(DATA SHOWN Opens)

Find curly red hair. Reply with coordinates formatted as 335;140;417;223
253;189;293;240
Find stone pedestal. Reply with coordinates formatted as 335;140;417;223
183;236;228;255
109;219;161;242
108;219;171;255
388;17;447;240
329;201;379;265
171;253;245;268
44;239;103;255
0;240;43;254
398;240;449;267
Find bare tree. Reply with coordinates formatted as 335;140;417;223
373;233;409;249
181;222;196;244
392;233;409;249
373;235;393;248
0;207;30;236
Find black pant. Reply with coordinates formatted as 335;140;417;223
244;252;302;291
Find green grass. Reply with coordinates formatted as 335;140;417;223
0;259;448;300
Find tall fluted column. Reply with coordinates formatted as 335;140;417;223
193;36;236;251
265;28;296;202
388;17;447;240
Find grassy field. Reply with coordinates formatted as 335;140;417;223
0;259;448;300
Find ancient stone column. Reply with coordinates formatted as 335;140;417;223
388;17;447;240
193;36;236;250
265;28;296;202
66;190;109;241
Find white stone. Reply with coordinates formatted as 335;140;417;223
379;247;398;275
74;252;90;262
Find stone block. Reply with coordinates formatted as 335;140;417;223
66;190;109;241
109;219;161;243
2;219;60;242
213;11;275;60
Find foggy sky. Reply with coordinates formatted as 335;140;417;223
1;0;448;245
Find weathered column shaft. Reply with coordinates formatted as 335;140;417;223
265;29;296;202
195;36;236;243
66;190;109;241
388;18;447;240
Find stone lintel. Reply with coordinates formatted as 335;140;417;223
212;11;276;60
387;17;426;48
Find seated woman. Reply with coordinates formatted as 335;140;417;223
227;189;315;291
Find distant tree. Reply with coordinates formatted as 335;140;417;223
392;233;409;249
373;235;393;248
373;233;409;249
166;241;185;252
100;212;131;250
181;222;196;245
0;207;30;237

(DATA SHOWN Closes)

Transcribe every entry verbatim.

Find curly red hair. Reply with coordinates formatted as 335;140;417;223
253;189;293;240
Find stone pedestal. Reply with coordinates formatted as 335;140;417;223
183;236;228;255
109;219;161;242
108;219;171;255
388;17;447;240
329;201;379;265
171;253;245;268
44;239;103;255
0;240;43;254
398;240;449;267
Find bare tree. Reply with coordinates formatted as 335;140;417;223
373;233;409;249
181;222;196;244
392;233;409;249
373;235;393;248
0;207;30;236
Find black pant. Reply with coordinates formatted as 335;140;417;223
244;252;302;291
Find green grass. Reply with coordinates formatted as 335;140;417;223
0;259;448;300
Find tall fluted column. Reply with coordinates formatted as 335;140;417;223
193;36;236;251
265;28;296;202
388;17;447;240
Find grassy field. Reply with coordinates formatted as 335;140;417;223
0;259;448;300
Find ancient stone column. Reply with coordinates formatted as 335;140;417;223
388;17;447;240
193;36;236;250
265;28;296;202
66;190;109;241
Find white stone. Reply with coordinates formatted as 335;140;417;223
379;247;398;275
74;252;90;262
Find stone block. Reply with coordinates formatted as 335;140;417;223
66;190;109;241
109;219;161;243
2;219;60;242
213;11;275;60
Find foggy sky. Reply with coordinates formatted as 335;140;417;223
1;0;448;245
Find weathered column shaft. Reply with coordinates formatted as 335;140;417;223
265;29;296;202
195;36;236;243
66;190;109;241
388;18;447;240
Find stone lintel. Reply with coordinates formatted as 335;140;417;223
212;11;276;60
387;17;426;48
Find seated woman. Reply with coordinates formatted as 335;140;417;223
227;189;315;291
Find distant tree. Reply with coordinates formatted as 335;140;417;223
392;233;409;249
373;235;393;248
373;233;409;249
166;241;185;252
100;212;131;250
181;222;196;245
0;207;30;237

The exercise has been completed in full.